Welcome

Terima Kasih Kunjungannya...

Jumat, 16 April 2010

PERBEDAAN PEMILU 1955, PEMILU 1971, PEMILU 1977

Pemilu 1955
• Pemilu 1955 diselenggarakan berdasarkan UU No. 7/1953 dan merujuk pada sistem parlementer UUDS 1950
• Pada pelaksanaan pemilu tahun 1955, Angkatan bersenjata dan Polri juga ikut memilih. Dimana mereka digilir untuk memilih di daerah – daerah yang rawan sehingga pemilu pada waktu itu berjalan relative aman.
• Pemilu ini bertujuan untuk memilih anggota-anggota DPR dan Konstituante. Jumlah kursi DPR yang diperebutkan berjumlah 260, sedangkan kursi Konstituante berjumlah 520 (dua kali lipat kursi DPR) ditambah 14 wakil golongan minoritas yang diangkat pemerintah.
● ● ● ● ● ● ●
Petunjuk Tugas
Ringkaslah teks tentang Pemilu 1955 dalam dua kalimat. Gunakan hanya teks sumber sebagai acuan.
● ● ● ● ● ● ●
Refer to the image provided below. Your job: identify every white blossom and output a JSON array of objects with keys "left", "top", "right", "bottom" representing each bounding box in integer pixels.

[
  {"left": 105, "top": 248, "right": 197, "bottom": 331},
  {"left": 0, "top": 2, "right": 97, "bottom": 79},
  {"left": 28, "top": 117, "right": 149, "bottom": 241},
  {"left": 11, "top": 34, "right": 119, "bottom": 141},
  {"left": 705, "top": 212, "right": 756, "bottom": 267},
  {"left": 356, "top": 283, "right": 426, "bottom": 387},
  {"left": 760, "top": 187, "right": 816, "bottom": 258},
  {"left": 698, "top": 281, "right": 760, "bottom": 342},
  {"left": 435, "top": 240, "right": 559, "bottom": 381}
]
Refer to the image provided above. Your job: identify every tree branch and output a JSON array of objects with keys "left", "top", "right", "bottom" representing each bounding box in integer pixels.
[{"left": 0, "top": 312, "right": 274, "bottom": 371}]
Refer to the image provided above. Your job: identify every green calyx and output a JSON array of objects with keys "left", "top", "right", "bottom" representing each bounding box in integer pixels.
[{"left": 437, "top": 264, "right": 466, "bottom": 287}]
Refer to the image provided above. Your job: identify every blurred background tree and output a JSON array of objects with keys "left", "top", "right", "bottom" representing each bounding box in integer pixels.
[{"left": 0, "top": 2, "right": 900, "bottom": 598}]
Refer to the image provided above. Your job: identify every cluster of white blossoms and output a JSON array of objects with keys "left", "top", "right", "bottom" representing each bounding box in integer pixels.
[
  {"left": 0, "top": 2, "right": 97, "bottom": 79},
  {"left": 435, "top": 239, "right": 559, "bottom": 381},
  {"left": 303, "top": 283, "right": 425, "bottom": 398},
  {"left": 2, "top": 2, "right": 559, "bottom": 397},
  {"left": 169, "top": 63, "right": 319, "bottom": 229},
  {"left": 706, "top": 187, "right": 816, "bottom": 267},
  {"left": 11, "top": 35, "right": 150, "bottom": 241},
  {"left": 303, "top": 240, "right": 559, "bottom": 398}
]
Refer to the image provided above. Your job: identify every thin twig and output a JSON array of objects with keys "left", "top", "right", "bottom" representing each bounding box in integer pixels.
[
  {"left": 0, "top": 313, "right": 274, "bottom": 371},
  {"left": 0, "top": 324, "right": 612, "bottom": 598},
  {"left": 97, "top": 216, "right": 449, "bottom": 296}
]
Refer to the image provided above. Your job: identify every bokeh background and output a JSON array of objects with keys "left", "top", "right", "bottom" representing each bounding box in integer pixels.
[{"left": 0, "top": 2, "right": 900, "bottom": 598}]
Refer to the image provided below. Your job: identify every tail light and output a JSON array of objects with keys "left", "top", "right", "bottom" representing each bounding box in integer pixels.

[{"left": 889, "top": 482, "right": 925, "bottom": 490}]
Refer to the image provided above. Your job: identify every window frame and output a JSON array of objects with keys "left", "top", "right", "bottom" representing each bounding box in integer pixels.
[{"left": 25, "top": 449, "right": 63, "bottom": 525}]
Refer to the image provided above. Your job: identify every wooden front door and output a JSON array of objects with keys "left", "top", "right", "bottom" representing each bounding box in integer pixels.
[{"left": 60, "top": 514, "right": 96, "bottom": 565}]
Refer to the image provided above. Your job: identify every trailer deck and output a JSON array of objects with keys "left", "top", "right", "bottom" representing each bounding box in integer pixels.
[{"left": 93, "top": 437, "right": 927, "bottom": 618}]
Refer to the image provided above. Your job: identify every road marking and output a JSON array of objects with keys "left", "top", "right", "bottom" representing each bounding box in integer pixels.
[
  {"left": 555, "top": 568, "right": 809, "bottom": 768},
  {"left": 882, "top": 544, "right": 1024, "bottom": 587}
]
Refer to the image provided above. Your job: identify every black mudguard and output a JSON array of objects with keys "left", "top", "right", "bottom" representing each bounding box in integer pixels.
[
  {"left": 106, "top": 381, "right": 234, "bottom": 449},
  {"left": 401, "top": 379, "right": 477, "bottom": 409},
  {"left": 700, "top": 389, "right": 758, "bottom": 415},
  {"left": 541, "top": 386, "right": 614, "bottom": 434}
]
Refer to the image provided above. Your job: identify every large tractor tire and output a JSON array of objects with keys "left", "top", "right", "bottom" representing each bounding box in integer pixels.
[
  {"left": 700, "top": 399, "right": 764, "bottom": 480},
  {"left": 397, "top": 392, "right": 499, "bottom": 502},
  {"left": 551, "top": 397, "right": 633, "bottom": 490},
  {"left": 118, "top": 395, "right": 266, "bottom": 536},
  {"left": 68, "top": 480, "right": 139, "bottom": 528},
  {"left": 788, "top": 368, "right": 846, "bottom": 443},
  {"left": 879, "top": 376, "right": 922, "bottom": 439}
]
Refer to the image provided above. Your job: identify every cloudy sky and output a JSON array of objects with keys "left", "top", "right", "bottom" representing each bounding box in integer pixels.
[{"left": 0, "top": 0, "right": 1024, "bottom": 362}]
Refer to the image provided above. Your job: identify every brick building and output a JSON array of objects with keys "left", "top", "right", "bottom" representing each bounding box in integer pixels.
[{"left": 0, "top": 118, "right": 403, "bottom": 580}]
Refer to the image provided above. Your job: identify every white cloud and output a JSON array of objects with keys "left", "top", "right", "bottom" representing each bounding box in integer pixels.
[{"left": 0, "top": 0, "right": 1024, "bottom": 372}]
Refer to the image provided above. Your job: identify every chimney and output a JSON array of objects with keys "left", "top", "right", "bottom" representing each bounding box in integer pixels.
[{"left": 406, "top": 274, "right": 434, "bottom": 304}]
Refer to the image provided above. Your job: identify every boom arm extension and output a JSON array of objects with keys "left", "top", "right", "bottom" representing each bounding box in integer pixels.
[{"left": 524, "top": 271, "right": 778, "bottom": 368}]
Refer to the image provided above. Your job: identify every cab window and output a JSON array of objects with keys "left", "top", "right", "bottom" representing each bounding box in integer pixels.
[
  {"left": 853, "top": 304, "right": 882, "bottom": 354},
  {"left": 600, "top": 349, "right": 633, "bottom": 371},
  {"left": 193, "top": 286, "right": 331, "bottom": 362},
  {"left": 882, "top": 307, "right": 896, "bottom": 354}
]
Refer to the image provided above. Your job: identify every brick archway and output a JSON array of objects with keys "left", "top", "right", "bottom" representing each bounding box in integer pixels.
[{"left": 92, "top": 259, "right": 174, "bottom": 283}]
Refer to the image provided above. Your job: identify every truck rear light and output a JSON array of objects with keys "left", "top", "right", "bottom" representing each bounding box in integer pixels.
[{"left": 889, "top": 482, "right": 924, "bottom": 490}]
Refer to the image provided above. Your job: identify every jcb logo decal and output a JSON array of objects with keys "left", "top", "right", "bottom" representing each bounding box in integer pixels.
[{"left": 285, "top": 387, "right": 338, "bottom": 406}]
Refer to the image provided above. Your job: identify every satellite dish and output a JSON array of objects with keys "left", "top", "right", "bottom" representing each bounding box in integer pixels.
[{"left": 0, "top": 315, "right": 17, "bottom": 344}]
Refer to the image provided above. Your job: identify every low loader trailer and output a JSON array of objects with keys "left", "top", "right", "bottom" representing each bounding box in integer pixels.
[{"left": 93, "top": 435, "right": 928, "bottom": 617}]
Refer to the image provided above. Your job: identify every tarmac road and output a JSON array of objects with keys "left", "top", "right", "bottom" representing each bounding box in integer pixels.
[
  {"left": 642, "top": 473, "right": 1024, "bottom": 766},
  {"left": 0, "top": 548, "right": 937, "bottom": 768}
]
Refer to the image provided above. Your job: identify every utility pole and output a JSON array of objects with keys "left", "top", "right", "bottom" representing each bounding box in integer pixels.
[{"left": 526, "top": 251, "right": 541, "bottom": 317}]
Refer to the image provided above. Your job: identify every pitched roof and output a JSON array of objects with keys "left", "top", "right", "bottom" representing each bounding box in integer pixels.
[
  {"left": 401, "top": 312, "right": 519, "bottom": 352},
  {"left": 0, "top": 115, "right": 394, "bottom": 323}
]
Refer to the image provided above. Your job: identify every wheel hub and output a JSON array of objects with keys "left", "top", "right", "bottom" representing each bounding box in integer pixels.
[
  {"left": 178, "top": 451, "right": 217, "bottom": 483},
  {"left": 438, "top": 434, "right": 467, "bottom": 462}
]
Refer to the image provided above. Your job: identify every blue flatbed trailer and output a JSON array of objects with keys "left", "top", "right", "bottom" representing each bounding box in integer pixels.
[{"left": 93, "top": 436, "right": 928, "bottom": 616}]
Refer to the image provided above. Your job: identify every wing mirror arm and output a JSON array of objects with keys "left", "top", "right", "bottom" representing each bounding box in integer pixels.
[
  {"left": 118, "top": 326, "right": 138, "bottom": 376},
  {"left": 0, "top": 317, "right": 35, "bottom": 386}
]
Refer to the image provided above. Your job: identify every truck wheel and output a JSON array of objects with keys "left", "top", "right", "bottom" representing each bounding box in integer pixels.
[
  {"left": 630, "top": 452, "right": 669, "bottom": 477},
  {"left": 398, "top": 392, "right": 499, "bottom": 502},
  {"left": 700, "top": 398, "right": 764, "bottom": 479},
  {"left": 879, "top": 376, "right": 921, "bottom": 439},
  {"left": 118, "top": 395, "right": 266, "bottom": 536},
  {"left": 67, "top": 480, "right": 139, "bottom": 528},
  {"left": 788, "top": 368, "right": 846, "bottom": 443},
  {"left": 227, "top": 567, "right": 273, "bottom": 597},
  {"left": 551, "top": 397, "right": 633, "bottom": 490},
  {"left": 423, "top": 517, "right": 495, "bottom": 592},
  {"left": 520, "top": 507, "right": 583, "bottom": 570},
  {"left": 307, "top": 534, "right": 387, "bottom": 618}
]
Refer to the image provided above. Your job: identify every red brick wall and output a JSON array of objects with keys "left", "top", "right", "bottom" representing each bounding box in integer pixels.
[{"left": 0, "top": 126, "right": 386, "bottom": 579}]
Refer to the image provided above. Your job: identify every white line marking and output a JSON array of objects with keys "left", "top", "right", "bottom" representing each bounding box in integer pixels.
● ● ● ● ● ● ●
Hasil Tugas
Pemilu 1955 diselenggarakan berdasarkan UU No. 7/1953 dan merujuk pada sistem parlementer UUDS 1950, dengan Angkatan Bersenjata dan Polri ikut memilih secara bergilir di daerah rawan sehingga pemilu berjalan relatif aman. Pemilu ini memilih anggota DPR dengan 260 kursi yang diperebutkan dan anggota Konstituante dengan 520 kursi, ditambah 14 wakil golongan minoritas yang diangkat pemerintah.